Your objective:
Extract the data lines starting with the line containing "Detect yellow oblong" and going on through the line containing "[0,0,417,626]", and copy them character for character. Include both of those lines.

========================================

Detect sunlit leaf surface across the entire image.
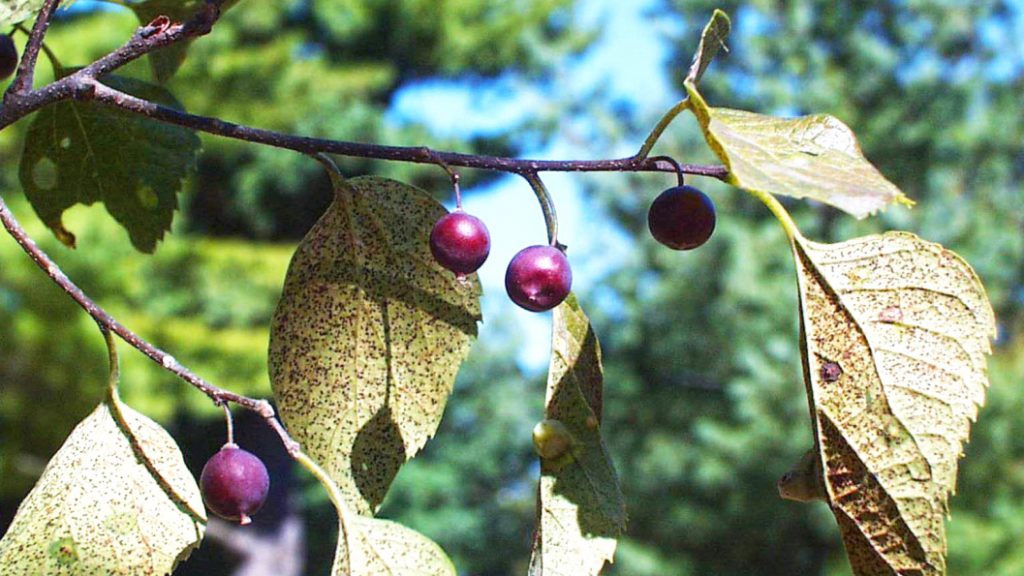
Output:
[529,294,626,576]
[0,400,206,576]
[794,233,995,576]
[686,83,909,218]
[269,172,480,513]
[18,76,201,252]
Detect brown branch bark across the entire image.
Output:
[0,0,728,457]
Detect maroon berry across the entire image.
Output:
[0,35,17,80]
[430,209,490,276]
[647,186,715,250]
[199,444,270,524]
[505,246,572,312]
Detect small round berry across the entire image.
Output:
[505,246,572,312]
[647,186,715,250]
[199,444,270,524]
[0,34,17,80]
[430,209,490,276]
[534,418,575,460]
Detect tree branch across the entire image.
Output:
[0,0,728,461]
[4,0,60,96]
[89,82,728,179]
[0,198,299,456]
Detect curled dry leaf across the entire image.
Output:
[269,174,480,515]
[794,233,995,576]
[0,400,206,576]
[686,82,912,218]
[529,294,626,576]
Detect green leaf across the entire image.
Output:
[529,294,626,576]
[0,0,43,28]
[686,82,912,218]
[793,233,995,576]
[0,400,206,576]
[269,172,480,515]
[686,9,732,84]
[129,0,238,84]
[18,76,201,252]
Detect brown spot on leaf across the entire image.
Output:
[879,306,903,324]
[821,362,843,382]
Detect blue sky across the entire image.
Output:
[389,0,679,371]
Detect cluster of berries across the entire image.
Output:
[430,186,715,312]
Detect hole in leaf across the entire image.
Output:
[135,186,160,210]
[32,158,57,191]
[46,537,78,566]
[351,406,406,509]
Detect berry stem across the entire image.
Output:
[650,156,686,186]
[743,184,804,242]
[14,24,63,78]
[633,97,690,158]
[522,171,564,249]
[97,323,121,401]
[0,197,299,455]
[220,402,234,445]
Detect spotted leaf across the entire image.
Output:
[529,295,626,576]
[269,172,480,513]
[18,71,201,252]
[0,400,206,576]
[794,233,995,576]
[686,82,912,218]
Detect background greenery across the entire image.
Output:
[0,0,1024,576]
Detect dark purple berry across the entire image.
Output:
[505,246,572,312]
[430,209,490,276]
[647,186,715,250]
[199,444,270,524]
[0,35,17,80]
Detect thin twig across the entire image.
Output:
[0,198,299,454]
[4,0,60,96]
[0,0,728,462]
[522,172,565,250]
[83,82,728,179]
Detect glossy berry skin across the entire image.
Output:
[0,35,17,80]
[430,209,490,276]
[199,444,270,525]
[647,186,715,250]
[505,246,572,312]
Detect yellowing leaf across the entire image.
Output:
[331,513,456,576]
[269,172,480,513]
[686,9,732,84]
[0,400,206,576]
[794,233,995,576]
[529,294,626,576]
[686,82,910,218]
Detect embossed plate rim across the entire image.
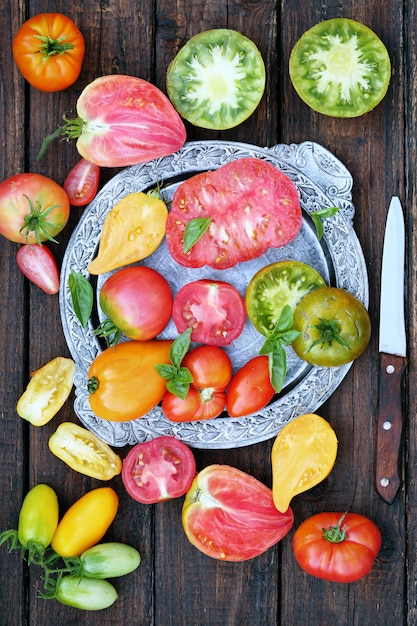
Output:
[59,140,368,449]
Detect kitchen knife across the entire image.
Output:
[375,196,407,504]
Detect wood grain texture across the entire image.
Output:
[0,0,410,626]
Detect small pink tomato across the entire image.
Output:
[16,243,59,295]
[100,265,173,341]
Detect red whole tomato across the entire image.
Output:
[172,279,246,346]
[16,243,60,295]
[122,435,196,504]
[63,159,100,206]
[162,346,232,422]
[38,74,186,167]
[293,512,382,583]
[100,265,172,341]
[12,13,84,91]
[182,465,294,561]
[227,356,275,417]
[0,173,70,244]
[166,158,302,269]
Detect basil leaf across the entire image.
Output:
[184,217,211,254]
[169,328,192,370]
[268,346,287,393]
[310,206,340,241]
[68,270,93,328]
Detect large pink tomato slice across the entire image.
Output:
[182,465,294,561]
[166,158,302,269]
[68,74,186,167]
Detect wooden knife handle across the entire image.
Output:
[375,353,407,504]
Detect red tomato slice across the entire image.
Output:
[77,74,186,167]
[122,435,196,504]
[166,158,302,269]
[172,279,246,346]
[16,244,60,295]
[63,159,100,206]
[182,465,294,561]
[227,356,275,417]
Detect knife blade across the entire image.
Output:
[375,196,407,504]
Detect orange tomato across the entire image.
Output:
[12,13,85,91]
[51,487,119,557]
[88,339,172,422]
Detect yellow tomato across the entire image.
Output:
[51,487,119,557]
[272,413,337,513]
[48,422,122,480]
[16,356,75,426]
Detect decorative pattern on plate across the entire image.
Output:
[60,141,368,448]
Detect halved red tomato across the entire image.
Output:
[172,279,246,346]
[166,158,302,269]
[63,159,100,206]
[122,435,196,504]
[182,465,294,561]
[38,74,186,167]
[162,346,232,422]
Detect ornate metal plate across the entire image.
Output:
[60,141,368,448]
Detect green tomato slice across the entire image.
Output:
[289,18,391,117]
[246,261,326,336]
[166,28,265,130]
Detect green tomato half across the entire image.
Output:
[166,28,265,130]
[289,18,391,117]
[245,261,326,336]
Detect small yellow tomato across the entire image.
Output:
[51,487,119,557]
[16,356,75,426]
[48,422,122,480]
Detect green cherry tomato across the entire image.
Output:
[289,18,391,117]
[245,261,326,336]
[166,28,265,130]
[52,576,118,611]
[292,287,371,367]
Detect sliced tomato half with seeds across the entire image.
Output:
[166,157,302,270]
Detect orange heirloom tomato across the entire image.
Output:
[88,339,172,422]
[12,13,84,91]
[51,487,119,557]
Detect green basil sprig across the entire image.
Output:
[259,304,300,393]
[155,328,193,400]
[310,206,340,241]
[184,217,211,254]
[68,270,93,328]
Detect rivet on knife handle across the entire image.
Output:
[375,353,407,504]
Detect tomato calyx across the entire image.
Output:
[322,512,347,543]
[307,318,350,352]
[87,376,100,394]
[19,194,59,246]
[35,35,75,63]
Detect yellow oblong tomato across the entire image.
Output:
[51,487,119,557]
[88,339,172,422]
[48,422,122,480]
[16,356,75,426]
[12,13,85,92]
[272,413,338,513]
[87,191,168,274]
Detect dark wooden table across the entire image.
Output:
[0,0,417,626]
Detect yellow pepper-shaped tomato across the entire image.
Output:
[272,413,337,513]
[16,356,75,426]
[51,487,119,557]
[88,340,172,422]
[87,191,168,274]
[48,422,122,480]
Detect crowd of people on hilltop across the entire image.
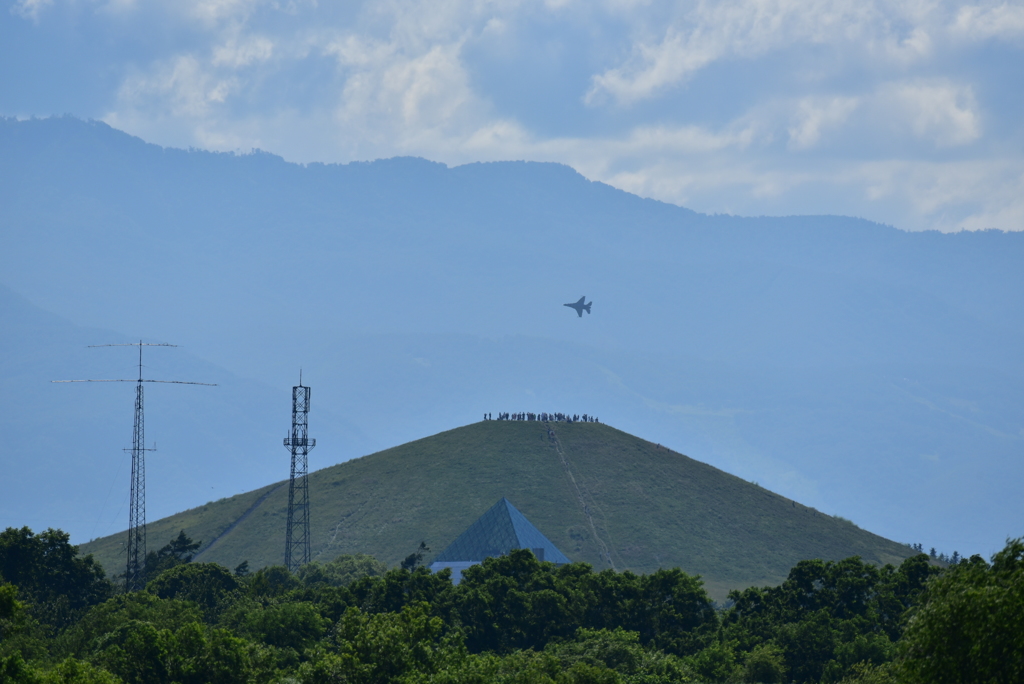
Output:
[483,412,601,423]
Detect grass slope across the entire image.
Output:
[82,421,910,599]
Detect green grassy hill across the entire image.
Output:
[82,421,911,599]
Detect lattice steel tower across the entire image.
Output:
[52,340,216,592]
[285,371,316,572]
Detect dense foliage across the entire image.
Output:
[0,528,1024,684]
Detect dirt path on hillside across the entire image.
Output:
[193,482,285,561]
[545,423,617,572]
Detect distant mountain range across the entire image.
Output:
[82,421,914,601]
[0,118,1024,553]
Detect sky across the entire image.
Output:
[0,0,1024,231]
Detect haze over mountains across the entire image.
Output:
[0,118,1024,553]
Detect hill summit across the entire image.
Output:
[82,421,913,599]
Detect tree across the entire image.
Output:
[0,527,114,629]
[145,563,239,621]
[401,542,430,570]
[145,529,203,578]
[297,553,391,587]
[899,539,1024,684]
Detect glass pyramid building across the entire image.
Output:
[430,497,572,584]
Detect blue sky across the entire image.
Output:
[0,0,1024,230]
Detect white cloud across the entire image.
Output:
[6,0,1007,229]
[787,97,859,149]
[585,0,932,104]
[10,0,53,23]
[119,55,239,119]
[212,36,273,69]
[878,80,981,147]
[950,2,1024,40]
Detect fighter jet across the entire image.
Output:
[562,297,594,318]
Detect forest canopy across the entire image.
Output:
[0,527,1024,684]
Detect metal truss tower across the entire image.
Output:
[52,340,216,592]
[285,371,316,572]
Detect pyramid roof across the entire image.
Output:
[433,497,572,565]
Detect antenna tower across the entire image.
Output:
[285,371,316,572]
[51,340,216,592]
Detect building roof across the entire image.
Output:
[432,497,572,565]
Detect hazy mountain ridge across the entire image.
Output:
[0,118,1024,552]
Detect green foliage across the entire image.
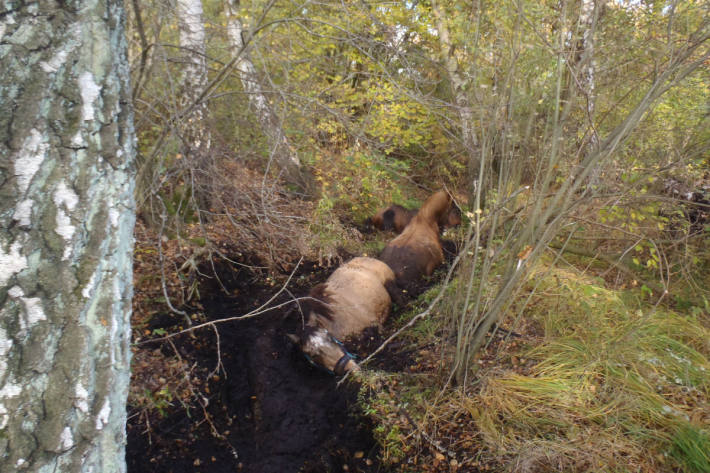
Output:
[671,423,710,473]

========================================

Full solution:
Detect yellow oblong tomato across the entire image.
Output:
[51,487,119,557]
[88,339,172,422]
[48,422,122,480]
[16,356,75,426]
[12,13,85,92]
[272,413,338,513]
[87,191,168,274]
Detect dark wooden table across the entire image.
Output:
[0,0,417,626]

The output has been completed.